▸ Task item:
Please repeat exactly the lines below from the one containing "rule: each instance of the textured" down to the one containing "rule: each instance of the cream", both included, and nothing else.

Saved entries
====

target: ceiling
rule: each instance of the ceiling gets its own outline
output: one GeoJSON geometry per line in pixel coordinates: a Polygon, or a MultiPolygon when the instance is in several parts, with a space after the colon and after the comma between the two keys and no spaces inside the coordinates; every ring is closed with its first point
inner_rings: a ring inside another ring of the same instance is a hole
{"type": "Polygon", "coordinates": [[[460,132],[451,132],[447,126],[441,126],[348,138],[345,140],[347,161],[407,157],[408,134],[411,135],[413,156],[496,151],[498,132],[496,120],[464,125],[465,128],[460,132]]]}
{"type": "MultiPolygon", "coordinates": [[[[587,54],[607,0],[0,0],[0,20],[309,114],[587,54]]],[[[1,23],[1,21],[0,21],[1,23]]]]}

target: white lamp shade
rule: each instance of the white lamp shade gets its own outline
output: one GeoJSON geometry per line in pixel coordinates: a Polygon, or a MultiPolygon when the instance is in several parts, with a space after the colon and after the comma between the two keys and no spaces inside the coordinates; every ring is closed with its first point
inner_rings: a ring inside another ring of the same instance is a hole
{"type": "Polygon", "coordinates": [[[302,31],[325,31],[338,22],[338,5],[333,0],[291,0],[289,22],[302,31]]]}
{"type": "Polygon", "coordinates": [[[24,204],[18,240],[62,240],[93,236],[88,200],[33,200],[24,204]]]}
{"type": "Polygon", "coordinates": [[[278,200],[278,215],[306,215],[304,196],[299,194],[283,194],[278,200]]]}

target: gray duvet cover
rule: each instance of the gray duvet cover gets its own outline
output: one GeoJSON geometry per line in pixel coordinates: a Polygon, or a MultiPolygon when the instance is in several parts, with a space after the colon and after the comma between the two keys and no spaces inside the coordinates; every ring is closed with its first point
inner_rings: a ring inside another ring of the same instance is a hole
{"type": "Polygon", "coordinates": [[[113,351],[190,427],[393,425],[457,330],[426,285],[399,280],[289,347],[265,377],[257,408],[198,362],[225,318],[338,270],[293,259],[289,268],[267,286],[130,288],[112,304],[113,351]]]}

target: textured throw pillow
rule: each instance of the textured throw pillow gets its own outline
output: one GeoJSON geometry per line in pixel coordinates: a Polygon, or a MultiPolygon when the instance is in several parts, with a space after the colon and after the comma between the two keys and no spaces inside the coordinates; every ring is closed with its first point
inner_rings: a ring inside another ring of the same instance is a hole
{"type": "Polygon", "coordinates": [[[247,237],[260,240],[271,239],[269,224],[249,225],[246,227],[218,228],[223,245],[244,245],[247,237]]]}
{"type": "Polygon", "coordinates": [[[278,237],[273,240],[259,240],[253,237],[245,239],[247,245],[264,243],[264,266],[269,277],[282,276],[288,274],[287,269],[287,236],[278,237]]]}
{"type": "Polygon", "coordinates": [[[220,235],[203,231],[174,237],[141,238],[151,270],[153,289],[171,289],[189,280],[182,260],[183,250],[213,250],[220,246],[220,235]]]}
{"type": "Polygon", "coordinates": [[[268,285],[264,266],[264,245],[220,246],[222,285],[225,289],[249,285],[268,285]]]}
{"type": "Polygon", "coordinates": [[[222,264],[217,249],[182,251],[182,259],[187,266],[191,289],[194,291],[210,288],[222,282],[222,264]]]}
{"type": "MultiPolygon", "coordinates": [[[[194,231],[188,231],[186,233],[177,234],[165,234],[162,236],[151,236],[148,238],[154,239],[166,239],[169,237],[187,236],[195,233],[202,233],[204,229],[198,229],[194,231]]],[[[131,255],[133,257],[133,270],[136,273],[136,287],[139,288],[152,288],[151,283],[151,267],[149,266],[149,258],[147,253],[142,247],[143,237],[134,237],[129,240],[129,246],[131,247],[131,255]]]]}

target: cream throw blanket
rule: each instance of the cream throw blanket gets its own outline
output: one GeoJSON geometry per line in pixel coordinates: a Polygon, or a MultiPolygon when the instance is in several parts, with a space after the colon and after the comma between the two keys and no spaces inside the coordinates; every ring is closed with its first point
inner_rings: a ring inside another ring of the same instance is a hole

====

▸ Answer to this exercise:
rule: each instance of the textured throw pillow gets its own outline
output: one GeoJSON geometry per line in pixel coordinates: a Polygon, or a MultiPolygon when the instance is in several parts, with a space after the colon and after the comma between the two keys and no spaces inside the coordinates; every ring is closed with its first point
inner_rings: a ring inside another ring of the same instance is a hole
{"type": "Polygon", "coordinates": [[[247,237],[260,240],[271,239],[269,224],[249,225],[246,227],[218,228],[223,245],[244,245],[247,237]]]}
{"type": "Polygon", "coordinates": [[[278,237],[273,240],[259,240],[253,237],[245,239],[247,245],[264,243],[264,266],[269,277],[282,276],[288,274],[287,269],[287,236],[278,237]]]}
{"type": "Polygon", "coordinates": [[[220,235],[203,231],[174,237],[141,238],[151,270],[153,289],[171,289],[189,280],[182,260],[183,250],[213,250],[220,246],[220,235]]]}
{"type": "Polygon", "coordinates": [[[268,285],[264,266],[264,245],[220,246],[222,285],[225,289],[249,285],[268,285]]]}
{"type": "Polygon", "coordinates": [[[222,264],[217,249],[182,251],[182,259],[187,266],[191,289],[194,291],[210,288],[222,282],[222,264]]]}
{"type": "MultiPolygon", "coordinates": [[[[194,231],[188,231],[186,233],[177,234],[165,234],[162,236],[151,236],[148,238],[154,239],[166,239],[169,237],[187,236],[195,233],[202,233],[204,229],[198,229],[194,231]]],[[[131,255],[133,257],[133,270],[136,273],[136,287],[139,288],[152,288],[151,283],[151,267],[149,266],[149,258],[147,253],[142,247],[143,237],[134,237],[129,240],[129,246],[131,247],[131,255]]]]}

target: cream throw blanket
rule: each instance of the cream throw blanket gets its own outline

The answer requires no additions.